* What you will do *
Render every line of the listing below as a Markdown table with the columns Row and Line, numbering the rows and skipping blank lines. Omit the pictures.

START Dataset excerpts

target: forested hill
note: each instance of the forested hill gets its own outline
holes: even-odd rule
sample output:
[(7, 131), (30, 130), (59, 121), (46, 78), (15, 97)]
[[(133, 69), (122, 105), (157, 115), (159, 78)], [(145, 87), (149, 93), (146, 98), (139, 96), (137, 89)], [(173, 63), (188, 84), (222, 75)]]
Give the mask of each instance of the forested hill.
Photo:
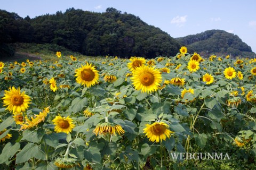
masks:
[(112, 7), (103, 13), (71, 8), (33, 19), (0, 10), (0, 20), (2, 49), (10, 42), (50, 43), (89, 56), (147, 58), (174, 56), (181, 46), (138, 16)]
[(203, 56), (231, 54), (234, 56), (254, 57), (255, 55), (238, 36), (223, 30), (208, 30), (175, 39), (186, 46), (189, 53), (197, 52)]

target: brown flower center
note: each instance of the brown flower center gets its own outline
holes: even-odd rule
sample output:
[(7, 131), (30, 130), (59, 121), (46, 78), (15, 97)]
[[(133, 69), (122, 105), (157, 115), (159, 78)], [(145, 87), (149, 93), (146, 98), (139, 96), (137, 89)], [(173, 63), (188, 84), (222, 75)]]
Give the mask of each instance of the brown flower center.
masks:
[(59, 122), (59, 126), (62, 129), (67, 129), (69, 127), (69, 123), (66, 120), (61, 120)]
[(14, 95), (12, 97), (12, 103), (14, 106), (20, 106), (23, 101), (23, 97), (20, 95)]
[(91, 69), (85, 69), (81, 72), (82, 79), (91, 81), (94, 78), (95, 74)]
[(159, 135), (164, 133), (166, 127), (162, 124), (156, 124), (151, 128), (151, 131), (155, 135)]
[(151, 73), (146, 72), (141, 74), (140, 79), (141, 84), (148, 86), (154, 83), (155, 77)]

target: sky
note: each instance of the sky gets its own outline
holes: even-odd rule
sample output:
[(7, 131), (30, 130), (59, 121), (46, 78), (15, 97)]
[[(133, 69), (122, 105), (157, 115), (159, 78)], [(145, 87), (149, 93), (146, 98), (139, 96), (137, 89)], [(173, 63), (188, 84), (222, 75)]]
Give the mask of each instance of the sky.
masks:
[(0, 9), (30, 18), (74, 7), (104, 12), (114, 7), (139, 16), (173, 38), (219, 29), (237, 35), (256, 53), (255, 0), (8, 0)]

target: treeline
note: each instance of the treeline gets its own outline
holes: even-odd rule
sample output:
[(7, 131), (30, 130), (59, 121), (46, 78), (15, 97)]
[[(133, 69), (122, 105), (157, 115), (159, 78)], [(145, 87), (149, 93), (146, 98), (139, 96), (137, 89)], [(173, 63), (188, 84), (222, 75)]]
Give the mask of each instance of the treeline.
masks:
[(8, 44), (16, 42), (54, 44), (89, 56), (146, 58), (175, 55), (181, 46), (160, 29), (112, 7), (102, 13), (71, 8), (34, 19), (0, 10), (0, 50), (10, 55)]
[(176, 39), (187, 46), (190, 53), (196, 51), (204, 55), (214, 53), (231, 54), (235, 56), (255, 55), (251, 47), (238, 36), (223, 30), (208, 30)]

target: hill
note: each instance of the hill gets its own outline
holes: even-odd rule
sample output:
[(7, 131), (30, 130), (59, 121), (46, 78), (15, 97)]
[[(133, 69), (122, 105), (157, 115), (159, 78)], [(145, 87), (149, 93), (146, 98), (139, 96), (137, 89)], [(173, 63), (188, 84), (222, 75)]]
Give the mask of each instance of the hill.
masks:
[(252, 57), (255, 55), (238, 36), (223, 30), (208, 30), (175, 39), (186, 46), (189, 53), (196, 52), (203, 56), (214, 54)]
[(47, 43), (86, 55), (147, 58), (175, 55), (181, 46), (138, 16), (111, 7), (102, 13), (71, 8), (34, 19), (0, 10), (0, 18), (4, 20), (0, 23), (0, 44), (6, 51), (11, 50), (6, 45), (10, 42)]

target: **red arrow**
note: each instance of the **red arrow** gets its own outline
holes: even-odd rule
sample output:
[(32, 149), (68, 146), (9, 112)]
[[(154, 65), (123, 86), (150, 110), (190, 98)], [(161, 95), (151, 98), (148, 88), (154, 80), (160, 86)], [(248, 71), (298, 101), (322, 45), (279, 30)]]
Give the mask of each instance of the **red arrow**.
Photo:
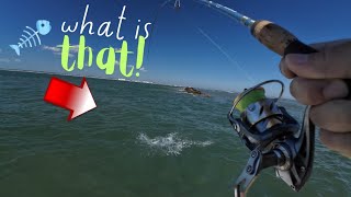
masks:
[(77, 86), (53, 77), (46, 90), (44, 101), (69, 109), (68, 120), (97, 107), (86, 78), (83, 78), (80, 86)]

END Dataset excerpts

* Solution to this exercise *
| Row | Line |
|---|---|
| 1 | target: forested hill |
| 2 | note: each instance of the forested hill gets its own outline |
| 3 | holes: even-odd rule |
| 4 | sample output: |
| 5 | [(7, 131), (30, 130), (59, 121), (46, 78), (15, 97)] |
| 6 | [[(133, 69), (122, 105), (157, 115), (159, 78)], [(145, 87), (149, 93), (146, 98), (139, 96), (137, 89)], [(173, 63), (188, 84), (222, 75)]] |
| 7 | Give the mask of each instance of the forested hill. |
| 8 | Photo: |
| 9 | masks: |
| 10 | [(112, 7), (103, 13), (71, 8), (33, 19), (0, 10), (0, 20), (2, 49), (10, 42), (50, 43), (89, 56), (147, 58), (174, 56), (181, 46), (138, 16)] |
| 11 | [(203, 56), (231, 54), (234, 56), (254, 57), (255, 55), (238, 36), (223, 30), (208, 30), (175, 39), (186, 46), (189, 53), (197, 52)] |
| 12 | target: brown flower center |
| 13 | note: each instance of the brown flower center gets its own outline |
| 14 | holes: even-odd rule |
| 15 | sample output: |
| 16 | [(7, 131), (30, 130), (59, 121), (46, 78), (15, 97)] |
| 17 | [[(133, 69), (122, 105), (157, 115), (159, 78)], [(145, 87), (149, 93), (146, 98), (139, 96), (137, 89)], [(173, 63), (188, 84), (222, 75)]] |
| 18 | Give the mask of each instance of the brown flower center. |
| 19 | masks: |
| 20 | [(59, 122), (59, 126), (62, 129), (67, 129), (69, 127), (69, 123), (66, 120), (61, 120)] |
| 21 | [(14, 95), (12, 97), (12, 103), (14, 106), (20, 106), (23, 101), (23, 97), (20, 95)] |
| 22 | [(91, 69), (85, 69), (81, 72), (82, 79), (91, 81), (94, 78), (95, 74)] |
| 23 | [(159, 135), (164, 133), (166, 127), (162, 124), (156, 124), (151, 128), (151, 131), (155, 135)] |
| 24 | [(151, 73), (146, 72), (141, 74), (140, 79), (141, 84), (148, 86), (154, 83), (155, 77)] |
| 25 | target: sky |
| 26 | note: each instance of the sky gets its own outline |
| 27 | holes: even-odd rule |
| 28 | sample output: |
| 29 | [(7, 131), (30, 130), (59, 121), (46, 78), (15, 97)] |
| 30 | [[(133, 69), (122, 105), (157, 115), (159, 78)], [(145, 87), (149, 93), (146, 98), (139, 96), (137, 89)], [(173, 63), (188, 84), (222, 75)]] |
| 31 | Give the mask of each instance of the sky. |
| 32 | masks: |
| 33 | [(0, 9), (30, 18), (74, 7), (104, 12), (114, 7), (139, 16), (173, 38), (219, 29), (237, 35), (256, 53), (255, 0), (8, 0)] |
| 34 | target: treeline |
| 35 | note: each instance of the treeline gets its own outline |
| 36 | holes: even-odd rule |
| 37 | sample output: |
| 38 | [(7, 131), (30, 130), (59, 121), (46, 78), (15, 97)] |
| 39 | [[(133, 69), (122, 105), (157, 115), (159, 78)], [(145, 87), (149, 93), (146, 98), (139, 96), (137, 89)], [(173, 63), (188, 84), (222, 75)]] |
| 40 | Give the mask of each instance of the treeline. |
| 41 | masks: |
| 42 | [(8, 44), (16, 42), (54, 44), (89, 56), (146, 58), (175, 55), (181, 46), (160, 29), (112, 7), (102, 13), (71, 8), (34, 19), (0, 10), (0, 50), (10, 55)] |
| 43 | [(176, 39), (187, 46), (190, 53), (196, 51), (204, 55), (214, 53), (231, 54), (235, 56), (255, 55), (251, 47), (238, 36), (223, 30), (208, 30)] |
| 44 | target: hill |
| 45 | note: each instance of the hill gets its own outline |
| 46 | holes: even-odd rule |
| 47 | sample output: |
| 48 | [(7, 131), (30, 130), (59, 121), (46, 78), (15, 97)] |
| 49 | [[(133, 69), (122, 105), (157, 115), (159, 78)], [(145, 87), (149, 93), (146, 98), (139, 96), (137, 89)], [(173, 63), (188, 84), (222, 75)]] |
| 50 | Give the mask of each instance of the hill. |
| 51 | masks: |
| 52 | [(252, 57), (255, 55), (238, 36), (223, 30), (208, 30), (175, 39), (186, 46), (189, 53), (196, 52), (203, 56), (214, 54)] |
| 53 | [(47, 43), (86, 55), (147, 58), (175, 55), (181, 46), (138, 16), (111, 7), (102, 13), (71, 8), (34, 19), (0, 10), (0, 18), (4, 20), (0, 23), (0, 44), (6, 51), (11, 50), (6, 45), (10, 42)] |
| 54 | target: **red arrow** |
| 55 | note: each instance of the **red arrow** gets its own outline |
| 56 | holes: even-odd rule |
| 57 | sample output: |
| 58 | [(32, 149), (68, 146), (9, 112)] |
| 59 | [[(154, 65), (123, 86), (150, 110), (190, 98)], [(161, 95), (151, 98), (148, 88), (154, 80), (160, 86)], [(248, 71), (298, 101), (322, 45), (279, 30)]] |
| 60 | Give the mask of each instance of the **red arrow**. |
| 61 | Photo: |
| 62 | masks: |
| 63 | [(77, 86), (53, 77), (46, 90), (44, 101), (69, 109), (68, 120), (97, 107), (86, 78), (83, 78), (80, 86)] |